### [AIM]
Reproduce all of the data with "quilted chair backrest" swapped for "padded chair backrest" and everything else unchanged, leaving out the pictures.

### [GIVEN RECORDS]
┄┄┄┄┄┄┄┄┄┄┄┄┄┄┄┄┄┄┄┄
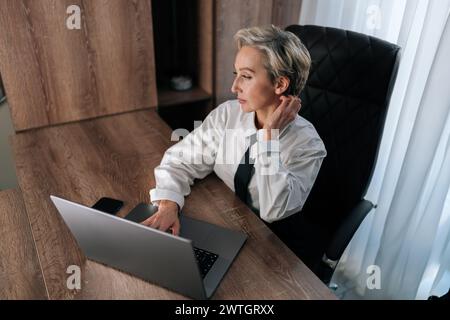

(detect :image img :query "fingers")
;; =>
[141,214,156,227]
[141,211,180,235]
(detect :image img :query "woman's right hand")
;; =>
[141,200,180,235]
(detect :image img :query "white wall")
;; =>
[0,102,18,190]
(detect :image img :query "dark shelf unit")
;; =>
[152,0,213,130]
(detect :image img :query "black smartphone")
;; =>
[125,203,158,223]
[92,197,123,214]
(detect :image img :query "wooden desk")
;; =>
[0,190,48,300]
[12,110,335,299]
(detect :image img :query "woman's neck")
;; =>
[255,105,277,130]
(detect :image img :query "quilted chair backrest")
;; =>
[286,25,400,230]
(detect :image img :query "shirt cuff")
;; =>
[150,188,184,210]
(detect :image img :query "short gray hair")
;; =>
[234,25,311,96]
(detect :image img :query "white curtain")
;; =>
[300,0,450,299]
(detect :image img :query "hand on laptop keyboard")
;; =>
[141,200,180,235]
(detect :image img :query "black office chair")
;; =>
[270,25,400,283]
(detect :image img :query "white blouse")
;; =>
[150,100,326,222]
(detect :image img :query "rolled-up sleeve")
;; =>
[251,127,327,223]
[150,105,226,209]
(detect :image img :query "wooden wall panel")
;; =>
[272,0,302,29]
[214,0,301,106]
[0,0,157,131]
[197,0,214,94]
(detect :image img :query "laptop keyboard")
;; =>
[194,247,219,278]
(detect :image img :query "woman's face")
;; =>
[231,46,280,112]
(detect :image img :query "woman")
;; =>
[143,26,326,235]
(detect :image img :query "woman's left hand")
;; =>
[263,96,302,141]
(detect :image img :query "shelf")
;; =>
[158,87,211,108]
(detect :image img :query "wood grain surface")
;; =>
[0,0,157,131]
[12,110,334,299]
[0,190,48,300]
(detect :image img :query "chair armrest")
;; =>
[325,200,375,261]
[316,200,375,285]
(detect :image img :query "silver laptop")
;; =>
[50,196,247,299]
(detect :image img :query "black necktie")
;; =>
[234,145,253,203]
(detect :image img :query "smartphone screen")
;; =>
[92,197,123,214]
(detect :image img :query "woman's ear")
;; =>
[275,76,291,95]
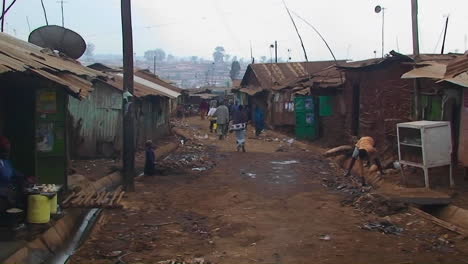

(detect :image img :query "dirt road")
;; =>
[71,118,468,264]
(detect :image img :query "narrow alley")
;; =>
[70,117,468,264]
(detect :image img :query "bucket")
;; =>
[49,194,57,214]
[27,194,50,224]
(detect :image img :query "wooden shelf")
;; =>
[400,142,422,148]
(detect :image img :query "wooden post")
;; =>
[411,0,421,120]
[1,0,6,32]
[121,0,135,191]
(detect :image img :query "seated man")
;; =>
[345,137,384,185]
[0,136,23,213]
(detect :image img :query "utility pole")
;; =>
[440,16,449,54]
[275,40,278,63]
[411,0,420,120]
[121,0,135,191]
[2,0,6,32]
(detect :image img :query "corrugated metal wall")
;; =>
[458,88,468,167]
[68,83,122,158]
[136,96,170,146]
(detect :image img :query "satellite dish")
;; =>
[374,6,382,13]
[28,26,86,60]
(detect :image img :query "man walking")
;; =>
[214,102,229,140]
[345,137,384,185]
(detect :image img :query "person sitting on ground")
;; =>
[207,104,216,133]
[254,105,265,137]
[345,137,384,185]
[214,102,229,140]
[143,140,156,176]
[0,136,25,213]
[231,105,248,152]
[199,100,210,120]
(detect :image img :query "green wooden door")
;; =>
[36,88,67,184]
[294,96,319,140]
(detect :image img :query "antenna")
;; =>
[283,0,309,62]
[374,5,386,58]
[28,26,86,59]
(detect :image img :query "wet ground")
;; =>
[71,118,468,264]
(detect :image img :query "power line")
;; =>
[41,0,49,25]
[283,0,309,62]
[292,11,336,62]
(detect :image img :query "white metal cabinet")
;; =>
[397,121,454,188]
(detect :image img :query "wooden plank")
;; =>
[409,206,468,238]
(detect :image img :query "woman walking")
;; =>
[231,105,247,152]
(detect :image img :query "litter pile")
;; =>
[361,220,404,235]
[158,142,216,172]
[158,258,212,264]
[62,186,125,208]
[322,176,408,216]
[342,193,408,216]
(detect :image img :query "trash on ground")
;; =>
┄┄┄┄┄┄┄┄┄┄┄┄┄┄┄┄┄┄┄┄
### [ANSWER FOR THE TASK]
(detect :image img :query "fingers")
;; =>
[141,214,156,227]
[141,211,180,235]
(detect :image img :query "woman's right hand")
;; =>
[141,200,180,235]
(detect :image img :query "white wall")
;; =>
[0,102,18,190]
(detect :image img :query "dark shelf unit")
;; =>
[152,0,213,130]
(detect :image img :query "black smartphone")
;; =>
[125,203,158,223]
[92,197,123,214]
(detect :image img :query "wooden desk")
;; =>
[0,190,48,300]
[12,110,335,299]
(detect :image img :query "woman's neck")
;; =>
[255,105,277,130]
(detect :image img :query "padded chair backrest")
;; =>
[286,25,400,230]
(detect :image img :query "shirt cuff")
;; =>
[150,188,184,210]
(detect :image img :query "short gray hair")
;; =>
[234,25,311,96]
(detect :image img :query "white curtain")
;; =>
[300,0,450,299]
(detect :image img :query "hand on laptop keyboard")
;; =>
[141,200,180,235]
(detect :image img :query "black office chair")
;; =>
[270,25,400,283]
(detect :image img :query "white blouse")
;; =>
[150,100,326,222]
(detect :image img :query "rolled-up sleeve")
;; =>
[251,127,327,223]
[150,105,226,209]
(detect :image img :query "wooden wall panel")
;; =>
[272,0,302,29]
[214,0,301,106]
[0,0,157,131]
[197,0,214,94]
(detect :image img :query "laptop keyboard")
;; =>
[194,247,219,278]
(detect :image img :query "woman's face")
;; =>
[231,46,280,112]
(detect :image img :query "woman")
;; =>
[143,26,326,235]
(detect :image img :query "woman's left hand")
;; =>
[263,96,302,141]
(detect :image img :query "shelf")
;; =>
[158,87,211,108]
(detect :image img :query "wood grain surface")
;; =>
[0,0,157,131]
[12,110,334,299]
[0,190,48,300]
(detect :image img :query "chair armrest")
;; =>
[325,200,375,261]
[316,200,375,285]
(detect :image img :query "silver laptop")
;; =>
[50,196,247,299]
(detect :image img :query "black necktie")
;; =>
[234,145,253,203]
(detect :image img :query "smartphone screen")
;; =>
[92,197,123,214]
(detect :image img :query "woman's ear")
;; =>
[275,76,291,95]

(detect :image img :query "dirt road")
;; =>
[71,118,468,264]
(detect :image img :query "narrow alley")
;; =>
[70,117,468,264]
(detect :image img :query "bucket")
;; =>
[49,194,57,214]
[27,194,50,224]
(detect :image img :query "wooden shelf")
;; =>
[400,142,422,148]
(detect :image img :query "wooden post")
;; =>
[411,0,421,120]
[1,0,6,32]
[121,0,135,191]
(detect :image img :query "seated man")
;; =>
[345,137,384,185]
[0,136,23,213]
(detect :image img :query "utility pole")
;; =>
[440,16,449,54]
[275,40,278,63]
[411,0,420,120]
[121,0,135,191]
[2,0,6,32]
(detect :image img :query "corrugated metal wall")
;; =>
[458,88,468,167]
[68,83,122,158]
[136,96,170,146]
(detect :image img :query "satellite dish")
;; =>
[374,6,382,13]
[28,26,86,60]
(detect :image img :query "man walking")
;; =>
[214,102,229,140]
[345,137,384,185]
(detect :image img :query "person sitting on ground")
;; =>
[207,104,216,133]
[254,105,265,137]
[345,137,384,185]
[214,102,229,140]
[143,140,156,176]
[0,136,25,213]
[231,105,248,152]
[199,100,210,120]
(detect :image img :query "green wooden door")
;; =>
[36,88,67,184]
[294,96,319,140]
(detect :image img :query "antenna")
;; =>
[283,0,309,62]
[374,5,386,58]
[28,26,86,59]
(detect :image img :query "wet ground")
;; =>
[71,118,468,264]
(detect :image img :query "power line")
;; =>
[41,0,49,25]
[283,0,309,62]
[292,11,336,62]
(detect :image img :query "white metal cabinet")
;; =>
[397,121,454,188]
(detect :image img :query "wooden plank")
;; =>
[409,206,468,238]
(detect :image img :query "woman walking")
;; =>
[231,105,247,152]
(detect :image img :query "litter pile")
;; =>
[361,220,404,235]
[158,142,216,172]
[158,258,212,264]
[62,186,125,208]
[322,176,408,216]
[342,193,408,216]
(detect :image img :query "trash on ground")
;; =>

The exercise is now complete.